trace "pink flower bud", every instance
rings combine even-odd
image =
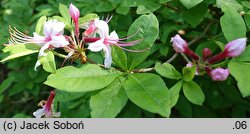
[[[209,75],[214,81],[224,81],[229,76],[229,69],[216,68],[211,70]]]
[[[224,49],[227,57],[236,57],[244,52],[247,38],[239,38],[229,42]]]
[[[208,57],[212,55],[212,51],[209,48],[204,48],[202,54],[203,54],[203,60],[205,61]]]
[[[173,48],[178,53],[184,53],[185,49],[188,47],[187,42],[178,34],[172,37],[170,42],[173,43]]]
[[[69,6],[69,14],[75,23],[78,22],[80,11],[72,3]]]

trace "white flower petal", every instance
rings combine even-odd
[[[40,49],[38,56],[46,56],[47,54],[45,54],[44,51],[45,51],[46,49],[49,48],[49,45],[50,45],[50,43],[47,42],[47,43]]]
[[[105,53],[104,66],[105,68],[110,68],[112,64],[111,47],[106,45],[103,50]]]
[[[42,46],[42,44],[45,42],[45,37],[44,36],[40,36],[37,33],[33,33],[33,39],[34,42],[37,42],[39,45]]]
[[[98,34],[101,38],[106,38],[109,35],[109,27],[106,21],[103,20],[95,20],[95,26],[98,28]]]
[[[103,44],[104,39],[100,39],[94,43],[90,43],[88,49],[92,52],[99,52],[101,51],[105,45]]]
[[[34,115],[36,118],[41,118],[42,116],[45,115],[45,110],[44,110],[44,108],[43,108],[43,109],[38,109],[38,110],[36,110],[36,112],[33,112],[33,115]]]
[[[36,62],[36,65],[34,67],[34,70],[37,71],[37,68],[41,65],[41,63],[39,62],[39,60]]]
[[[69,42],[65,39],[63,35],[59,35],[59,36],[52,36],[50,44],[55,48],[59,48],[67,46]]]
[[[46,37],[63,34],[65,24],[57,20],[49,20],[44,24],[44,35]]]

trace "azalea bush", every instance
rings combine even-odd
[[[247,0],[3,0],[0,117],[248,117]]]

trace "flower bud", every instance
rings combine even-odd
[[[209,48],[204,48],[202,51],[203,60],[205,61],[208,57],[212,55],[212,51]]]
[[[247,38],[239,38],[229,42],[224,49],[226,57],[236,57],[244,52]]]
[[[188,47],[187,42],[183,40],[178,34],[172,37],[170,42],[173,43],[173,48],[178,53],[185,52],[185,49]]]
[[[214,81],[224,81],[229,76],[229,69],[216,68],[211,70],[209,75]]]
[[[78,22],[80,11],[72,3],[69,6],[69,14],[75,23]]]

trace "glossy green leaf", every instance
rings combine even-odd
[[[203,20],[207,11],[207,5],[205,3],[201,3],[191,9],[183,7],[181,13],[184,20],[195,27]]]
[[[237,2],[237,0],[216,0],[216,5],[223,9],[224,6],[228,6],[231,9],[234,8],[237,11],[242,11],[243,7]]]
[[[107,71],[94,64],[80,68],[67,66],[49,75],[45,84],[68,92],[87,92],[108,86],[118,74]]]
[[[180,79],[182,75],[169,63],[156,63],[155,64],[155,71],[163,77],[169,79]]]
[[[130,10],[130,7],[118,6],[115,11],[118,14],[126,15],[126,14],[128,14],[129,10]]]
[[[192,81],[196,72],[196,66],[192,67],[184,67],[182,69],[183,80],[184,81]]]
[[[239,62],[250,62],[250,46],[247,46],[245,51],[236,58]]]
[[[180,2],[188,9],[198,5],[203,0],[180,0]]]
[[[125,81],[128,98],[137,106],[164,117],[170,115],[169,90],[155,74],[131,74]]]
[[[144,5],[139,5],[137,7],[136,13],[137,14],[145,14],[145,13],[152,13],[159,9],[161,5],[159,3],[155,3],[153,1],[145,1]]]
[[[179,99],[182,83],[183,83],[182,81],[179,81],[169,89],[171,107],[174,107]]]
[[[66,92],[62,90],[56,90],[55,101],[69,102],[85,96],[87,92]]]
[[[8,45],[2,51],[3,59],[0,62],[5,62],[11,59],[22,57],[25,55],[37,53],[40,50],[40,46],[36,44],[17,44]]]
[[[244,15],[244,20],[246,22],[247,27],[250,29],[250,12]]]
[[[59,4],[59,11],[60,11],[60,14],[62,15],[62,17],[65,19],[66,25],[70,25],[71,17],[69,15],[69,8],[66,5],[60,3]]]
[[[241,3],[242,3],[242,6],[250,9],[250,1],[241,1]]]
[[[122,68],[123,70],[128,70],[127,55],[121,48],[112,46],[112,59],[116,66]]]
[[[39,35],[43,35],[43,27],[44,27],[44,24],[47,20],[47,17],[46,16],[42,16],[36,23],[36,33],[39,34]]]
[[[50,73],[56,72],[56,63],[54,54],[51,51],[46,53],[46,56],[38,57],[39,62],[42,64],[43,69]]]
[[[238,88],[243,97],[250,95],[250,64],[247,62],[230,61],[230,74],[237,80]]]
[[[183,93],[190,102],[196,105],[202,105],[205,100],[203,91],[194,81],[183,83]]]
[[[225,14],[220,18],[220,25],[227,41],[246,37],[246,25],[240,14],[228,6],[224,6],[224,10]]]
[[[125,89],[119,79],[93,94],[90,99],[91,117],[114,118],[121,112],[128,100]]]
[[[142,15],[134,21],[128,31],[128,36],[139,32],[130,39],[130,41],[141,40],[142,42],[127,47],[132,50],[146,50],[149,49],[153,44],[159,33],[159,23],[154,14]],[[128,52],[128,69],[131,70],[143,62],[149,55],[149,50],[144,52]]]

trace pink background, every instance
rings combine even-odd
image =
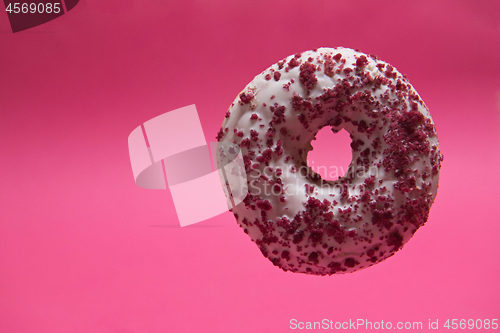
◇ ◇ ◇ ◇ ◇
- [Task goal]: Your copy should hold exactly the lines from the one with "trace pink background, every instance" through the final line of the records, both ends included, and no pictures.

- [Task solution]:
trace pink background, every instance
rings combine even-odd
image =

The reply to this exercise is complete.